── Dataset excerpts

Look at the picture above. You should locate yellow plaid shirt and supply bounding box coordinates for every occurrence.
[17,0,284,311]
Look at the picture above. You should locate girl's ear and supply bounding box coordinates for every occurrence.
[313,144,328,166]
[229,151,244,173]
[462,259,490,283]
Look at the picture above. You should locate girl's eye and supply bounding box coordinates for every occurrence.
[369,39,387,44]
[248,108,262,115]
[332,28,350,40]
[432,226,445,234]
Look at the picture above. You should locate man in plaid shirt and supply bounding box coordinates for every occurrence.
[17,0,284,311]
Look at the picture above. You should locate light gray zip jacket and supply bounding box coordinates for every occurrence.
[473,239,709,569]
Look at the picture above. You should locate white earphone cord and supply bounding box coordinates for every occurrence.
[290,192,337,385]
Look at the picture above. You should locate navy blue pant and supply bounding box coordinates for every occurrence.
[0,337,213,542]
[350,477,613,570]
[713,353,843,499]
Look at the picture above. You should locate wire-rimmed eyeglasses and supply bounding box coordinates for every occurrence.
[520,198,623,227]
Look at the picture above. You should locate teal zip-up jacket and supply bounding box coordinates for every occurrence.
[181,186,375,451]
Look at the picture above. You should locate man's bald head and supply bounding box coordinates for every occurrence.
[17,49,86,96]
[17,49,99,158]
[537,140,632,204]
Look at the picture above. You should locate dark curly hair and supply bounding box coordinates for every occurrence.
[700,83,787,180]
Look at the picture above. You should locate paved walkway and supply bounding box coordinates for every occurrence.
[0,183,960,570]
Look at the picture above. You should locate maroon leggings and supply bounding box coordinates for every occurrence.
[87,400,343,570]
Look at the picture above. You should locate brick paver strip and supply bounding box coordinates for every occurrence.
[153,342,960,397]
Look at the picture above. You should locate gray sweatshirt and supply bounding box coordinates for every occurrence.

────

Job
Resize everything from the line containing "Look at the picture above. You should locate girl's ear" down to the line containing "[520,198,623,227]", both ends included. Write those lines out again with the requests unchanged, and in the answers multiply every bounding box coordinate by 0.7, rounding to whole numbers with halves rounded up.

Response to this task
Look at the picture above. You should locate girl's ear and supply bounding box coordinates for every occurrence.
[219,101,230,116]
[160,106,171,121]
[323,181,343,198]
Look at the picture above. You should locate girl's eye and supply bounding box coordinates for every occurrence.
[258,27,271,31]
[174,76,183,81]
[232,20,245,28]
[302,158,312,164]
Look at the picture above. You should locate man in plaid shirt and supply bounding box coordinates for every occurrence.
[12,0,199,218]
Look at the picture above. You should locate light gray zip jacket and supply bounding box coordinates for every occurrence.
[331,167,496,398]
Look at the picture above. You should locate white earphone cord and supply bounding box coordinates for every occurrence.
[203,134,236,270]
Look at the picture above. You should locate navy blue pant and supply bounding box coordinates for every occurrence.
[0,236,149,379]
[245,334,429,399]
[499,247,590,349]
Look at the picture above. You should locate wire-rimmed eyeglasses and supply bounding box coordinates for every occurrence.
[364,139,436,159]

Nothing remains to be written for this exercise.